Passage.
┏━━

# How big do they get?



## TBS_Dave (Oct 6, 2008)

Anyone know the size limit on a Crinum calamistratum?


----------



## Sea-Agg2009 (Aug 2, 2008)

Big apparently. Link


----------



## lohachata (Jan 27, 2006)

4 feet..maybe even 6 feet..but they do get huge...but then again;i am cheating,i have seen some.lol.


----------



## TBS_Dave (Oct 6, 2008)

lohachata said:


> 4 feet..maybe even 6 feet..but they do get huge...but then again;i am cheating,i have seen some.lol.


geez, don't tell me 6 feet, now I have a goal to hit....


----------



## lohachata (Jan 27, 2006)

many years ago i won a "home aquarium beautiful" compettition put on by our club.i won 1st place in the natural category and best in show..
at the board meeting a week following the awards one of the members said that i should have my awards revoked because i had fake plants in the tank."everybody knows that aponogetons don't grow any taller than 18 inches."i was there..was a bit upset..so i took him to my house and gave him one of my nearly 4 ft.ulvaceus.when we got back to the meeting he actually apologized.(unusual for him)....you can never tell how big your plant may get.
so get ready to build a deeeeeeeeep tank dave.....lol


----------

┗━━

Listed entries.
┏━━

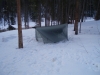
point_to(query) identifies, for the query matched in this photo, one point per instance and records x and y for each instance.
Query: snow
(80, 55)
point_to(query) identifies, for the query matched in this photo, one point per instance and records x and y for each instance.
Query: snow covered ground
(78, 56)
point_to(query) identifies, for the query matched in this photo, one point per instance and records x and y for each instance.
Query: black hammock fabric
(52, 34)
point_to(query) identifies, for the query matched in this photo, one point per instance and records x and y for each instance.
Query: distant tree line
(61, 11)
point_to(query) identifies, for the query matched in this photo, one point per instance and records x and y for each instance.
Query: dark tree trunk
(76, 17)
(20, 39)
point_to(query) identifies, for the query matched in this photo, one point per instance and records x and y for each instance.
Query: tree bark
(20, 39)
(76, 17)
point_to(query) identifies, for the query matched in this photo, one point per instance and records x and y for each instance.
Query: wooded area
(59, 11)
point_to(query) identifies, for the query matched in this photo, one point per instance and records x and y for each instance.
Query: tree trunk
(76, 17)
(20, 39)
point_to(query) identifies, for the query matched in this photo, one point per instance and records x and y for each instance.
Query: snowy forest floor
(80, 55)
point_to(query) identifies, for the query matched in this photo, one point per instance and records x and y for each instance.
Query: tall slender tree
(20, 39)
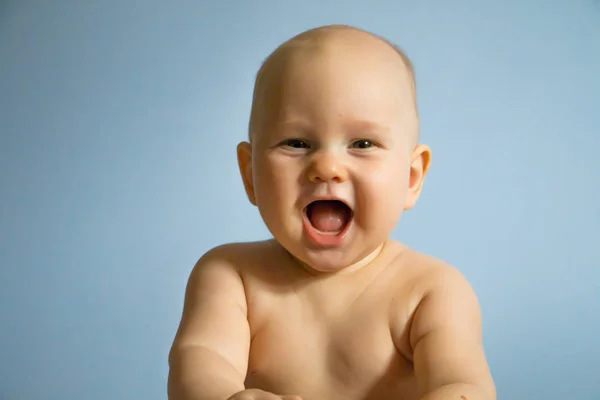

┗━━

Actions to take.
1 > According to the thread, how tall did the club member claim aponogetons can grow at most?
2 > Decide whether each statement agrees with the thread: (a) lohachata won first place in the natural category of the club competition. (b) The club member who questioned the plants refused to apologize. (c) lohachata gave that member a plant nearly 4 feet tall.

Results of the exercise.
1 > 18 inches.

2 >
(a) Yes: "i won 1st place in the natural category and best in show"
(b) No: "he actually apologized"
(c) Yes: "gave him one of my nearly 4 ft.ulvaceus"